▶ [Stated exercise a]:
Please reproduce the forum thread from "Posted By: Maritimer" up to and including "to your kids!", word for word.

▶ [Document text]:
-=-=-

Posted By: 3boymom Re: separated filed walking on II - 05/19/14 06:49 PM
Paul - I am so sorry to hear about your D16. My heart broke when I read you posts. So glad to hear that she is home and you are giving her lots of love and support!
Posted By: paul19510 Re: separated filed walking on II - 05/19/14 11:56 PM
Thanks 3! She will get there. I was suprised that W was still critical about her this morning when we spoke in my driveway. Every time she speaks i realize things are going the way they should. I hate saying that..but its been very negative
Posted By: Mic Re: separated filed walking on II - 05/20/14 12:22 PM
I am so sorry your wife is only thinking of herself when she she should only be thinking of her daughter.
Posted By: Maritimer Re: separated filed walking on II - 05/20/14 02:29 PM
Wow, Sending my best your way. These situations are hard on everyone. Keep being a wonderful Dad to your kids!

-=-=-

▶ [Stated exercise b]:
Write out the rows below, unchanged, from the line with "[point] every instance of the green grass" up to and including the last line of the rows.

-=-=-

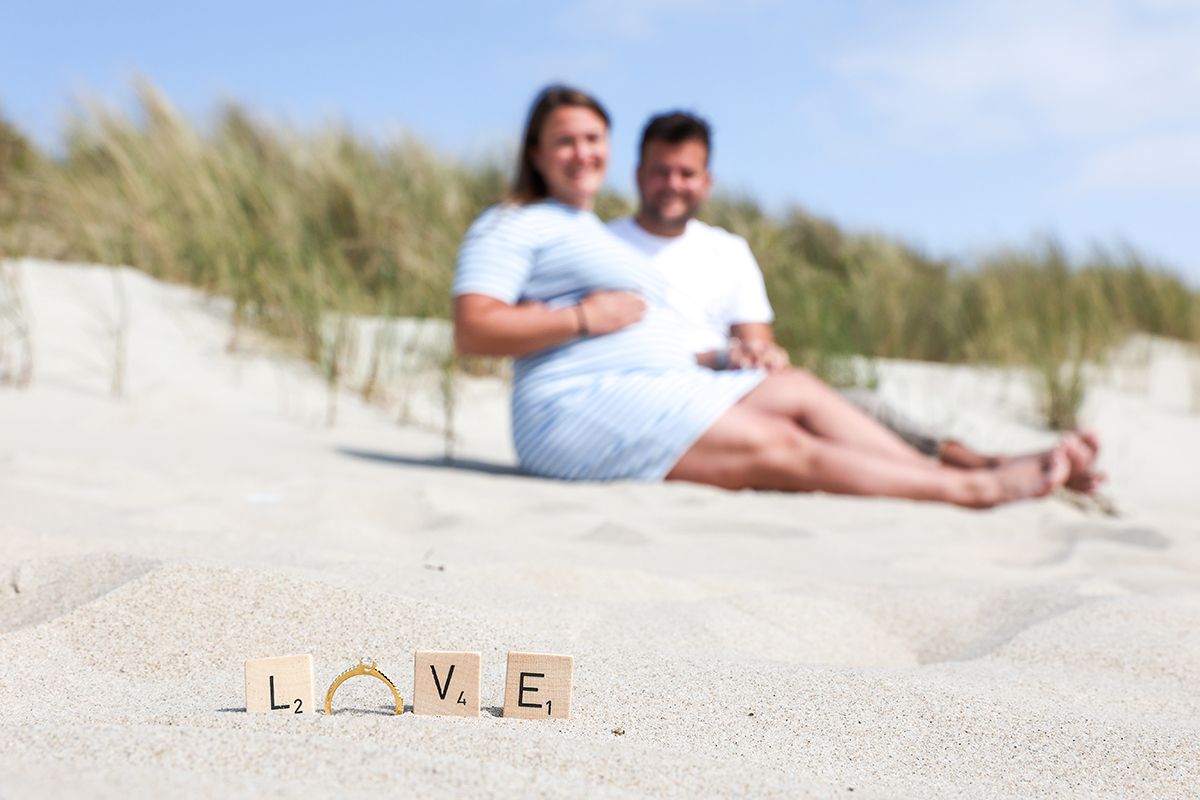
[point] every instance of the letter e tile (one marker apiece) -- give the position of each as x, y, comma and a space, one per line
280, 685
538, 686
445, 683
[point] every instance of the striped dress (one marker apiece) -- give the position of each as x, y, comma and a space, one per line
623, 405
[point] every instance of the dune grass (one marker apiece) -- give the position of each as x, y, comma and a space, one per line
292, 227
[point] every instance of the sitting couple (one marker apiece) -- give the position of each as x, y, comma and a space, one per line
618, 371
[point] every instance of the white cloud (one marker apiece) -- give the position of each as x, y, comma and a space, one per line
640, 19
991, 73
1155, 163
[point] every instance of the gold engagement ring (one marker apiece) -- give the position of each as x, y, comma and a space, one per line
363, 668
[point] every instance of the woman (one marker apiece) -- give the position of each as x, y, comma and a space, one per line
604, 389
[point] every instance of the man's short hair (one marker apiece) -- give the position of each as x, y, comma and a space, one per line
677, 127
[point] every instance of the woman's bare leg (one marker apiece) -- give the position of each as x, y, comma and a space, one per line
748, 447
799, 396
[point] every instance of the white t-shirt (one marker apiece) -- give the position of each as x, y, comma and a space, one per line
713, 280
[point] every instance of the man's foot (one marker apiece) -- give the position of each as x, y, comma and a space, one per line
1081, 447
1019, 479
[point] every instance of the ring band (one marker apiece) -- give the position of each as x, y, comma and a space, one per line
363, 668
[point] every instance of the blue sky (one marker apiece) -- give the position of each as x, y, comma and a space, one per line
957, 126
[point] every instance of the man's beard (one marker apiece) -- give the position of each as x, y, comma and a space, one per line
670, 222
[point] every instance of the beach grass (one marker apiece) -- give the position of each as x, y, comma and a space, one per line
292, 227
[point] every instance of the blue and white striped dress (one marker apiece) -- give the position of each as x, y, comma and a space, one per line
623, 405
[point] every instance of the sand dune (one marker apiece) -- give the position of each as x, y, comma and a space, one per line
743, 643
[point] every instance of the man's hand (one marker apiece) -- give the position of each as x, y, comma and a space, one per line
753, 354
605, 312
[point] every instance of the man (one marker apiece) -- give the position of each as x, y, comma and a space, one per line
717, 287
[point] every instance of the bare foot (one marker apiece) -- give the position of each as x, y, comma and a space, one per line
1019, 479
1081, 449
953, 452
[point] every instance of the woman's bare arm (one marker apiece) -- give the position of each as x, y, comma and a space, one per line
485, 325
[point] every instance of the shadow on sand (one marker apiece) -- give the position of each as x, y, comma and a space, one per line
468, 464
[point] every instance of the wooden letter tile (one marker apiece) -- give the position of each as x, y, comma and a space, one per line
445, 683
538, 686
282, 685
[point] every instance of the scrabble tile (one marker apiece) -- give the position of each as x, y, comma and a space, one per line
445, 683
538, 686
280, 685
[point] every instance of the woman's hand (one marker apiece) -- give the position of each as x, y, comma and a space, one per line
750, 354
605, 312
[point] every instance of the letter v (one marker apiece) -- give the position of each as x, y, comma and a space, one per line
442, 690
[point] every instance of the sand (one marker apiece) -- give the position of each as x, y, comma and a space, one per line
725, 643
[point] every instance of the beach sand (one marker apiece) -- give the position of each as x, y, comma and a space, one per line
725, 643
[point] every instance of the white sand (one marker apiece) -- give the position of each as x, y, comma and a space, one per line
747, 644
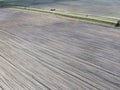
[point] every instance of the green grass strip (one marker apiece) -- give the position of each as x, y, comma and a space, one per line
85, 17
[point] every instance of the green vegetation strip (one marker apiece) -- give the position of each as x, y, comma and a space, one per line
85, 17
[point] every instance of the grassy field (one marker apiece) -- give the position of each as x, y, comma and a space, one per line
96, 7
43, 52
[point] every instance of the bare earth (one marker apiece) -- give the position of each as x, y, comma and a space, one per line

-=-=-

▶ [Finished answer a]:
Posted By: Maritimer Re: separated filed walking on II - 05/20/14 02:29 PM
Wow, Sending my best your way. These situations are hard on everyone. Keep being a wonderful Dad to your kids!

▶ [Finished answer b]:
[point] every instance of the green grass strip (one marker apiece) -- give the position of each as x, y, comma and a space, one per line
85, 17
[point] every instance of the green vegetation strip (one marker apiece) -- give the position of each as x, y, comma and a space, one per line
85, 17
[point] every instance of the grassy field (one marker apiece) -- give the position of each as x, y, comma and a space, one per line
96, 7
43, 52
[point] every instance of the bare earth (one marker apiece) -- give the position of each as x, y, comma and a space, one per line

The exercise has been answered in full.